- [ORIENTAÇÕES DA TAREFA] Transcreva, sem alterar nada, o trecho do texto sobre violência doméstica em condomínios que vai de "Por Janaina Môcho*" até "e dos condomínios.".

Por Janaina Môcho*
Artigo publicado originalmente no Estadão
Até que ponto a máxima “em briga de marido e mulher ninguém mete a colher” deve ser respeitada? Até que ponto uma briga entre um casal deve ou não sofrer intervenção? Apesar de tamanha fragilidade no assunto, não é possível ficarmos alheios ao que ocorre, quase que diariamente, em nosso país dentro das residências e dos condomínios.
O Projeto de Lei 2510/2020 pretende alterar a Lei nº 4.591/1964, que “dispõe sobre o condomínio em edificações e as incorporações imobiliárias, o Código Civil e o Código Penal, para estabelecer o dever de condôminos, locatários, possuidores e síndicos de informarem às autoridades competentes os casos de violência doméstica e familiar contra a mulher, de que tenham conhecimento no âmbito do condomínio, e para aumentar a pena do crime de omissão de socorro, quando se tratar de mulher em situação de violência doméstica ou familiar. Tal Projeto de Lei (PL) tem uma relevância social imensurável e faz com que os indivíduos saiam da posição de espectadores para uma posição de dever de ação e proteção.

- [DADOS EXTRAÍDOS]
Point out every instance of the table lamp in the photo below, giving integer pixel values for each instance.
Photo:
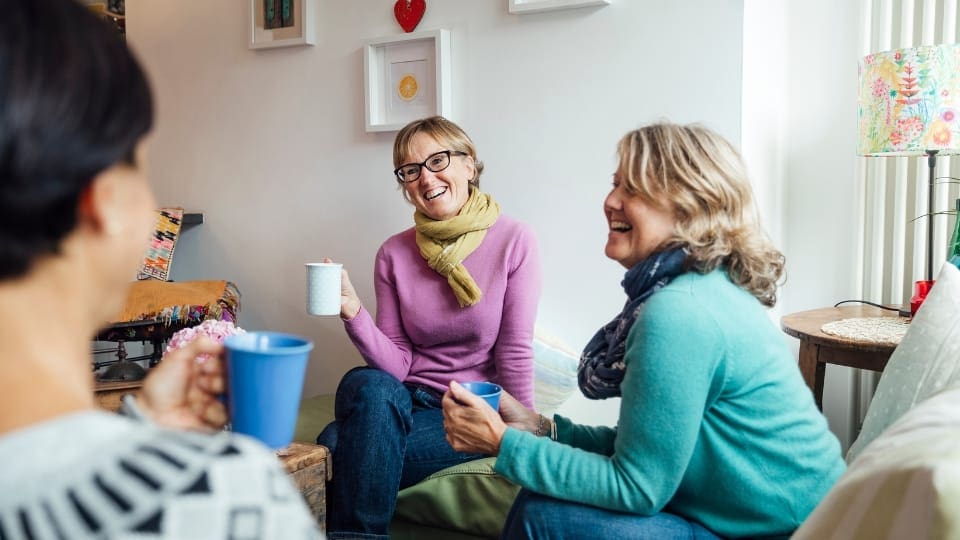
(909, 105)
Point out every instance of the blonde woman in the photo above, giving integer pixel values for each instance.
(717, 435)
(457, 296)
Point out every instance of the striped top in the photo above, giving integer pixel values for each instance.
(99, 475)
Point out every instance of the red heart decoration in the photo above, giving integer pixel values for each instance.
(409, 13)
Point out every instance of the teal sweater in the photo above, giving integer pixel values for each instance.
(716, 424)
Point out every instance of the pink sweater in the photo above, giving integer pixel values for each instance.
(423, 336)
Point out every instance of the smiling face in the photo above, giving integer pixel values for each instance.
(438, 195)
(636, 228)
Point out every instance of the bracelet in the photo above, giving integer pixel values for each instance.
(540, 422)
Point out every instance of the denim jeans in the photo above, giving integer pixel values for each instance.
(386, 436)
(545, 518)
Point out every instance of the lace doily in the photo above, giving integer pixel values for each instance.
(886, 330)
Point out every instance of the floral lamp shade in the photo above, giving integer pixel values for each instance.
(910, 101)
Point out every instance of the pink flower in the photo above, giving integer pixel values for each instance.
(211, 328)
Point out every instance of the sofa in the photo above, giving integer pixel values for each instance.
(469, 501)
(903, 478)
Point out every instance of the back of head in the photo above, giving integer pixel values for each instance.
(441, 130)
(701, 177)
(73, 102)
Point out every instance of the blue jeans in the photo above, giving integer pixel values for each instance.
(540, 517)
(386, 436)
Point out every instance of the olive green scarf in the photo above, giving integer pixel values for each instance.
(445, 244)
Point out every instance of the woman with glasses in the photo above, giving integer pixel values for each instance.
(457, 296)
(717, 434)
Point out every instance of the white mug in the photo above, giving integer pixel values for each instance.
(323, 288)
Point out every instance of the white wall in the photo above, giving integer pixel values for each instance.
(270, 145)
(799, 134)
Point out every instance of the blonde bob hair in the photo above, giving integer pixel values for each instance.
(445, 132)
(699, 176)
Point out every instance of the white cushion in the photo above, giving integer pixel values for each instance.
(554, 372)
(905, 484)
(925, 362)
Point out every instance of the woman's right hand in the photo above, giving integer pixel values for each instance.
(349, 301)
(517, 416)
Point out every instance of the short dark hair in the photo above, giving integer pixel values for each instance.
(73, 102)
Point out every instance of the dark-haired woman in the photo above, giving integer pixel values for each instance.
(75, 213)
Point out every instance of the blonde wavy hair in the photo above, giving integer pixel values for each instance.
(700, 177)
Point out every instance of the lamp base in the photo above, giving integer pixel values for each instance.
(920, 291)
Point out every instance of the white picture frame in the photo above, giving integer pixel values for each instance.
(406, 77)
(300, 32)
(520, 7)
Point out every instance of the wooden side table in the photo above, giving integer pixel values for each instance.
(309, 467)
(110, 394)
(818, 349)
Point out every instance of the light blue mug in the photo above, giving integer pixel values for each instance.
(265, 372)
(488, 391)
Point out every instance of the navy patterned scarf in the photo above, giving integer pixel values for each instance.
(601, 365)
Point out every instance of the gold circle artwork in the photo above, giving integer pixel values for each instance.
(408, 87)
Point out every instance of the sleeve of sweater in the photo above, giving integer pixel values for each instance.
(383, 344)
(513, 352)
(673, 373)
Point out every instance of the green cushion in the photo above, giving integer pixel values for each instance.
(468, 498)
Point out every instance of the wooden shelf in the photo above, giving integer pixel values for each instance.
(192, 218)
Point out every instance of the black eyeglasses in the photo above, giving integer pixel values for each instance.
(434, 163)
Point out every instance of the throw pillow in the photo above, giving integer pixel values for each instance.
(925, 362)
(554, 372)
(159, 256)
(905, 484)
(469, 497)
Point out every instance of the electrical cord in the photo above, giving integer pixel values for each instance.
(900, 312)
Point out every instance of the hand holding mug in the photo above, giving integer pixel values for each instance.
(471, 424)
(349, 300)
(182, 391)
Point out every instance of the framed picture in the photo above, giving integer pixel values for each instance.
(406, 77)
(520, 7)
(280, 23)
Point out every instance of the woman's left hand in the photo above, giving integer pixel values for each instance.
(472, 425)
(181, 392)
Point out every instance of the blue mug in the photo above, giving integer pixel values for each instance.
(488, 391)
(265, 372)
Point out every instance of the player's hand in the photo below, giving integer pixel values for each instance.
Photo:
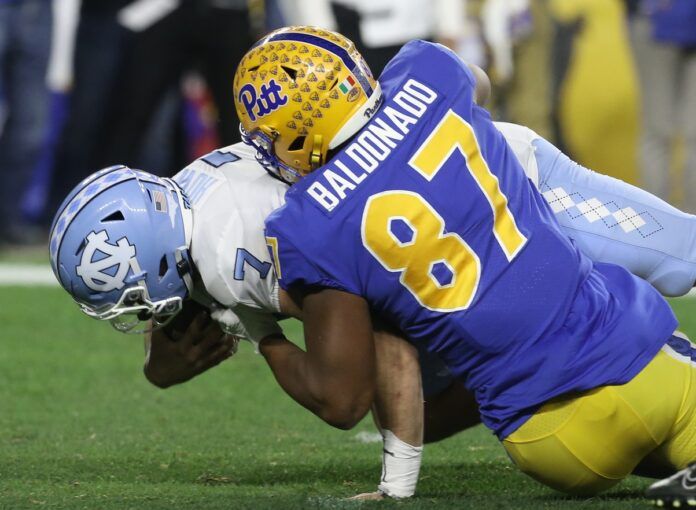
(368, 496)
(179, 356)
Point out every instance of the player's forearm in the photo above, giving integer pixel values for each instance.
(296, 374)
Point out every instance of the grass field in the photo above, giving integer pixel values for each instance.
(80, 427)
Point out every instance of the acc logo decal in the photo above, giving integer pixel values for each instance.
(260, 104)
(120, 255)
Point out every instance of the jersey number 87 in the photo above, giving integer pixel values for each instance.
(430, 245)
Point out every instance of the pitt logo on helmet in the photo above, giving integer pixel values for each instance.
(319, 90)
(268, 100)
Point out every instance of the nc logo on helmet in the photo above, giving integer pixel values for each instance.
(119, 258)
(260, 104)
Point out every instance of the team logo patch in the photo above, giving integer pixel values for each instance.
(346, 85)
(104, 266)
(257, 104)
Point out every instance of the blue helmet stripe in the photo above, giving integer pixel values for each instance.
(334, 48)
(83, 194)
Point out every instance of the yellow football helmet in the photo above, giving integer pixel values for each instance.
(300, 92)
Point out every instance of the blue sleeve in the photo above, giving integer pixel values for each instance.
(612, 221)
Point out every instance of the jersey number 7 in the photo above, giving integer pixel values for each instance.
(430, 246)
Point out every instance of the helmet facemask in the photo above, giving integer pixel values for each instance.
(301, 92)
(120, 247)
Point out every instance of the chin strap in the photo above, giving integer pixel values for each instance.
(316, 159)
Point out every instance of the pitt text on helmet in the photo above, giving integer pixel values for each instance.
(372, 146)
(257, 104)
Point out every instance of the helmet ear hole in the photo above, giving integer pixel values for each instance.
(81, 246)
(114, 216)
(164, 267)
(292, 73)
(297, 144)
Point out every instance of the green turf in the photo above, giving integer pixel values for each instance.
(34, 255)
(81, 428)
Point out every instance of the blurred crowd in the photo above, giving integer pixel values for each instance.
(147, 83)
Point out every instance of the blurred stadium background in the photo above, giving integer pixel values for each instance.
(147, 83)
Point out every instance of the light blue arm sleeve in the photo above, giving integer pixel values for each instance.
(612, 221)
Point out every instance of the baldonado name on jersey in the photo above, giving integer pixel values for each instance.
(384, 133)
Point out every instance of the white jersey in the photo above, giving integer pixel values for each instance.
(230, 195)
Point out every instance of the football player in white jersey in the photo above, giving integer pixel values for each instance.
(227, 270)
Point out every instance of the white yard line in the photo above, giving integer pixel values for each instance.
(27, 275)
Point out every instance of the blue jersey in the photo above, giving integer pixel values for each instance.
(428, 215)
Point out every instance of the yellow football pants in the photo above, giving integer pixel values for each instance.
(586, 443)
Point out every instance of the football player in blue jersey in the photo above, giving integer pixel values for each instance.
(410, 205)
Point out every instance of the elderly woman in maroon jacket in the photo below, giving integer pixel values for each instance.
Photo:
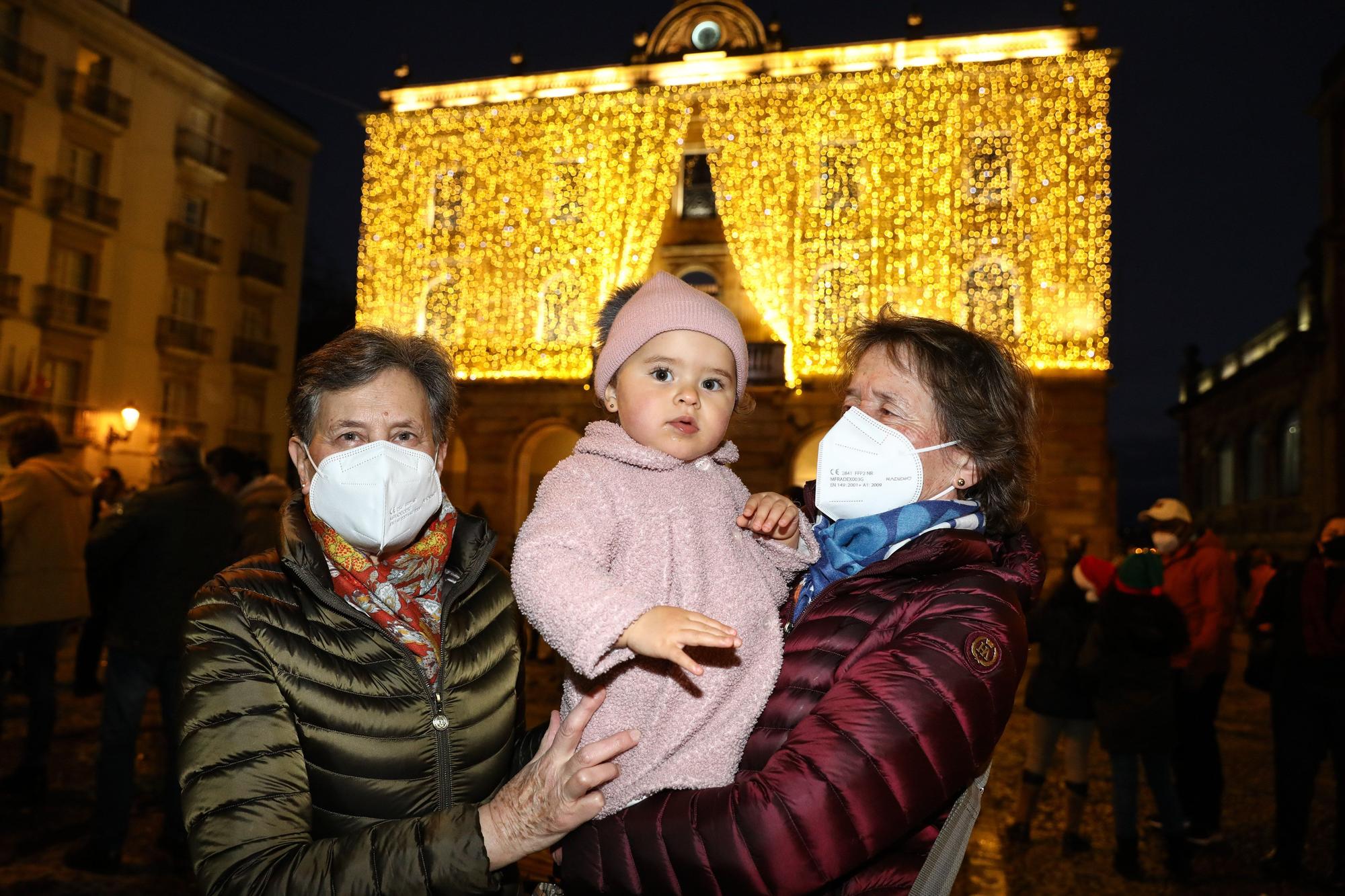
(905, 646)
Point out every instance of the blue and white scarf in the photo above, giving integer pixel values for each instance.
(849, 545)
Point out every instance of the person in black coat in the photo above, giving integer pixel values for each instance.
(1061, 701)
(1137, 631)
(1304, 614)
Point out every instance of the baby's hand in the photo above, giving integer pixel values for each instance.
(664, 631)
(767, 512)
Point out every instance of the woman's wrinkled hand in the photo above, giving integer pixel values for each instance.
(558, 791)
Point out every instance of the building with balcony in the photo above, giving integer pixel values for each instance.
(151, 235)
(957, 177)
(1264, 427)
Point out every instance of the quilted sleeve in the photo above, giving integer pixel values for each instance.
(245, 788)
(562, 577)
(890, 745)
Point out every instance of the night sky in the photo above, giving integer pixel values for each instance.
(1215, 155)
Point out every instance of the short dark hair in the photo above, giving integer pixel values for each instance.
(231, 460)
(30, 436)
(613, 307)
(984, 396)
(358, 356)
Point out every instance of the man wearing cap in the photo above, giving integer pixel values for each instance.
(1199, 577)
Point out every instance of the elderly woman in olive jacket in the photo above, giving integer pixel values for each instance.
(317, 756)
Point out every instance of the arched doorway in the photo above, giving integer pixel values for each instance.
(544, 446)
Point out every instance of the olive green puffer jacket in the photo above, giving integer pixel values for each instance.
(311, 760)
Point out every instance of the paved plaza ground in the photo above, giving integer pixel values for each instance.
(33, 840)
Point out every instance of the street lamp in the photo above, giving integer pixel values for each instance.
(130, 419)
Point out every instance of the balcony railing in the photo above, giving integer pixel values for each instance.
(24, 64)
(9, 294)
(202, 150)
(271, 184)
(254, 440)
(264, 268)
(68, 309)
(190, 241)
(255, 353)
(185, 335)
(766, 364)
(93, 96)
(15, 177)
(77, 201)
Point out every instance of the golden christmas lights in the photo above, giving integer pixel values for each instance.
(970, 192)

- [EXERCÍCIO RESOLVIDO]
Por Janaina Môcho*
Artigo publicado originalmente no Estadão
Até que ponto a máxima “em briga de marido e mulher ninguém mete a colher” deve ser respeitada? Até que ponto uma briga entre um casal deve ou não sofrer intervenção? Apesar de tamanha fragilidade no assunto, não é possível ficarmos alheios ao que ocorre, quase que diariamente, em nosso país dentro das residências e dos condomínios.